Copy the entries, starting at the beginning and ending at the line that contains "[[454, 610]]", with "tree trunk" swapped for "tree stump" and nothing else changed.
--- BEGIN Record excerpts ---
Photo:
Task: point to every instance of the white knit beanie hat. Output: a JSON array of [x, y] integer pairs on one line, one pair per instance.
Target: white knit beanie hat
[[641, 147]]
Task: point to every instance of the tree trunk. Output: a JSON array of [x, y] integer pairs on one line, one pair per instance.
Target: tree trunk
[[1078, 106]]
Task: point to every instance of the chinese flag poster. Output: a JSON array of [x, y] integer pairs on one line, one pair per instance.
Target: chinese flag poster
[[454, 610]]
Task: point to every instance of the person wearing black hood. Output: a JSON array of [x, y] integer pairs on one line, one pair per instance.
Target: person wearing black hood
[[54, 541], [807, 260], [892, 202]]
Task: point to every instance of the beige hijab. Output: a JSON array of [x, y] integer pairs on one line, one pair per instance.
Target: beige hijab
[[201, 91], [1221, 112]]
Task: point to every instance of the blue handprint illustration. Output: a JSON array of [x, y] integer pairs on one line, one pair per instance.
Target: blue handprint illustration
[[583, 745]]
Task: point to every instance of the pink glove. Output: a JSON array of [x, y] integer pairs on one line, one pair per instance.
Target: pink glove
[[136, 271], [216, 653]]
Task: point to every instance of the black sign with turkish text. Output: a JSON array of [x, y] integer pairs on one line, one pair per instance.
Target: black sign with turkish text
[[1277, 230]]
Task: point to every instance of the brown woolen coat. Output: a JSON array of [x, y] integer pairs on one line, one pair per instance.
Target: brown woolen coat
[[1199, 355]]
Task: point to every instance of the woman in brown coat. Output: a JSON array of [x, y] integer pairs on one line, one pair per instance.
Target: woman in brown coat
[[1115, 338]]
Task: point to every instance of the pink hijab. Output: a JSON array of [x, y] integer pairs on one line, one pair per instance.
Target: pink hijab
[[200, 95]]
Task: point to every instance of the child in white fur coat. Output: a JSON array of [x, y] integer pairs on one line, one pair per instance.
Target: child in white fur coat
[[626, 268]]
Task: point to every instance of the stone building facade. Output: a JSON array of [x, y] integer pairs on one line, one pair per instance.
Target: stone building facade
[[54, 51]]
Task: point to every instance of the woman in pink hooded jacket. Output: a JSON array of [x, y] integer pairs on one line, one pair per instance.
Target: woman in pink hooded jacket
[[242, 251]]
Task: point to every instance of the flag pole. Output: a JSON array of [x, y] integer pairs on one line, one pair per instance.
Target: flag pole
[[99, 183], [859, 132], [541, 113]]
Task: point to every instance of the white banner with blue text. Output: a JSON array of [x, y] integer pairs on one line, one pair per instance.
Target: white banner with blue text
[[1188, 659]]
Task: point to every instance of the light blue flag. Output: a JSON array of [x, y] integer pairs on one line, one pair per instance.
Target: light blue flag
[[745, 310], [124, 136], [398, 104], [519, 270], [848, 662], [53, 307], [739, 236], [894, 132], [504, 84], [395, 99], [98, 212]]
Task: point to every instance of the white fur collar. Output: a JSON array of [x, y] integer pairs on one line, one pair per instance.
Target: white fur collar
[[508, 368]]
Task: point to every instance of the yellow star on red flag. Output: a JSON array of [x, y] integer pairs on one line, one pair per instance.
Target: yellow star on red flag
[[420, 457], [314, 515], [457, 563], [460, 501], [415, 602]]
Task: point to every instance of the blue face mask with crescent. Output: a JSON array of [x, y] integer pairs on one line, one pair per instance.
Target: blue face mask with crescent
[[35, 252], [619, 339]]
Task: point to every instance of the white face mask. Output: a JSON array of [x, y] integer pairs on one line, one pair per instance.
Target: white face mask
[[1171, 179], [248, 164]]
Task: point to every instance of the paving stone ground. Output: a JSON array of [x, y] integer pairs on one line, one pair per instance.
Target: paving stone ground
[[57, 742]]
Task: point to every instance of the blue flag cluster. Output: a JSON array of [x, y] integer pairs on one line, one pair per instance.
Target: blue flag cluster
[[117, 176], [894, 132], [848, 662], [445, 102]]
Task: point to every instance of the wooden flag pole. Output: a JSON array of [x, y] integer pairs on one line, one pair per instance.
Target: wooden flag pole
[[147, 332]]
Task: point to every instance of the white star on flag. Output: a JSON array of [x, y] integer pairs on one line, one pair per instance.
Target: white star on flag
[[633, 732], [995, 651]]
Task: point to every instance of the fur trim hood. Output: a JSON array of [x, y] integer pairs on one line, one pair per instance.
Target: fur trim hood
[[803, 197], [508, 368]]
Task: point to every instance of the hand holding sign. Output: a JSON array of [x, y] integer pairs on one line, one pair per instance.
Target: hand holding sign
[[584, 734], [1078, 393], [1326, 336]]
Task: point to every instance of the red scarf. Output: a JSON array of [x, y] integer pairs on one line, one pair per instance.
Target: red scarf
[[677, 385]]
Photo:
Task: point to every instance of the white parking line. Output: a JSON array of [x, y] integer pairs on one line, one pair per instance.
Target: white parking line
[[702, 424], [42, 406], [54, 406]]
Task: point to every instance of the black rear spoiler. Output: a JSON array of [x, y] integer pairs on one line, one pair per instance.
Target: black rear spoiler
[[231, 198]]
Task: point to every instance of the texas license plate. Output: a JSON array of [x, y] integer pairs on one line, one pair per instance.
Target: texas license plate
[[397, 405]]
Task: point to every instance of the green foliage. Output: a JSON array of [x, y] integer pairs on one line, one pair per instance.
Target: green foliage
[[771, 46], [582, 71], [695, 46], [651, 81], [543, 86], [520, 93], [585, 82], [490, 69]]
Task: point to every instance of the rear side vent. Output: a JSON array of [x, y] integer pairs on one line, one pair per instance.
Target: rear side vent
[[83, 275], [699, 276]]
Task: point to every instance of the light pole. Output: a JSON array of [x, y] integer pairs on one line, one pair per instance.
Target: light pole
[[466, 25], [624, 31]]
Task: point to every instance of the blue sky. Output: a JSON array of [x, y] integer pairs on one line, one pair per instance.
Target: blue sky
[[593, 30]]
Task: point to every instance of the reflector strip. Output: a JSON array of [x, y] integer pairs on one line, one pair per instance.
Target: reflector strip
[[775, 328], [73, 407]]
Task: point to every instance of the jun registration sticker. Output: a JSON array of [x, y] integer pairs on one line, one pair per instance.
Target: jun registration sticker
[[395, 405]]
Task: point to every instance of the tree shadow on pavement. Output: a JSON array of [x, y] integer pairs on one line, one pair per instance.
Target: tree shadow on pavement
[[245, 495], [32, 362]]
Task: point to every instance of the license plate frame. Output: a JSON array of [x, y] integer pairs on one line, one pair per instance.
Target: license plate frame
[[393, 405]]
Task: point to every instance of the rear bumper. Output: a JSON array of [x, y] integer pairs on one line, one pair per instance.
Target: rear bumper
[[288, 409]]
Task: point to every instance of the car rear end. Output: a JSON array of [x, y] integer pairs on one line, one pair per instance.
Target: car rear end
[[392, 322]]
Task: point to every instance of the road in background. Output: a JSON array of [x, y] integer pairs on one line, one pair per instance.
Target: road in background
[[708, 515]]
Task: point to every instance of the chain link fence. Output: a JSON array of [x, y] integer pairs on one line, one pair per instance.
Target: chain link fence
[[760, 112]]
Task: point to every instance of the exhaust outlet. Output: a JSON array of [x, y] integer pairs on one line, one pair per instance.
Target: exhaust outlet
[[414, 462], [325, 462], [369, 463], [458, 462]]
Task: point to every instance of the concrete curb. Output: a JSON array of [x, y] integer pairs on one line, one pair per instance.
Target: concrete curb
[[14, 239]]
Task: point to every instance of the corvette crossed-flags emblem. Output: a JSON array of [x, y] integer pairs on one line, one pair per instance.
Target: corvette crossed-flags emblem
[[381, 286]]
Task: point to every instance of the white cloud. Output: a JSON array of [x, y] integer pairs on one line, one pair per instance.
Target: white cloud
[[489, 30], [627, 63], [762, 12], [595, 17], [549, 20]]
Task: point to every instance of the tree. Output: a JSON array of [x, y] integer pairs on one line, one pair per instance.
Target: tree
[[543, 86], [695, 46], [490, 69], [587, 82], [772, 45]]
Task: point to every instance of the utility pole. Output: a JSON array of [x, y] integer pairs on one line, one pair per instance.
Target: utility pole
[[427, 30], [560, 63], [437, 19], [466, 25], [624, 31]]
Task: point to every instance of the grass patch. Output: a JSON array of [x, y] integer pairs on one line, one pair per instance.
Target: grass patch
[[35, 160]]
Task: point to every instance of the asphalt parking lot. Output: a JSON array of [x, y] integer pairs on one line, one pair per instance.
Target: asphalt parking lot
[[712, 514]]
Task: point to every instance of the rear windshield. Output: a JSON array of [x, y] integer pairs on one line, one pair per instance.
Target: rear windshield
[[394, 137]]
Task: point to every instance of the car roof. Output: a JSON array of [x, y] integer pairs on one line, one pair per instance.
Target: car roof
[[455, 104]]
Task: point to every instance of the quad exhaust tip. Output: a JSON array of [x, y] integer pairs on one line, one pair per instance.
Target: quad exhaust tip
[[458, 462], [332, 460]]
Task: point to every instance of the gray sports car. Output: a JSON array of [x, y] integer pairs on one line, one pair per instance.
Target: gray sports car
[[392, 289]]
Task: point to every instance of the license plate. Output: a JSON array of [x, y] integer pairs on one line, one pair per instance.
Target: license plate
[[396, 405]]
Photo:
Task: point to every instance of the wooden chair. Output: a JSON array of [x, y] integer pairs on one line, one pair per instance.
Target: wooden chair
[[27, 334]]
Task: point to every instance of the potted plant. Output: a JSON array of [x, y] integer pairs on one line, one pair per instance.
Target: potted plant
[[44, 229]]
--- END Record excerpts ---
→ Exercise result:
Photo:
Task: point to every instance of the white knit beanie hat. Output: a JSON array of [x, y] integer pairs on one line, one pair per instance.
Target: white knit beanie hat
[[641, 147]]
Task: point to every instance of the tree stump. Output: a JSON array of [x, y] integer pairs on one line, one pair per instance.
Target: tree stump
[[1078, 106]]
Task: point to every instance of the chinese flag poster. Output: a JSON array of [x, y] integer pairs on one line, one pair per instance.
Target: chinese flag poster
[[454, 610]]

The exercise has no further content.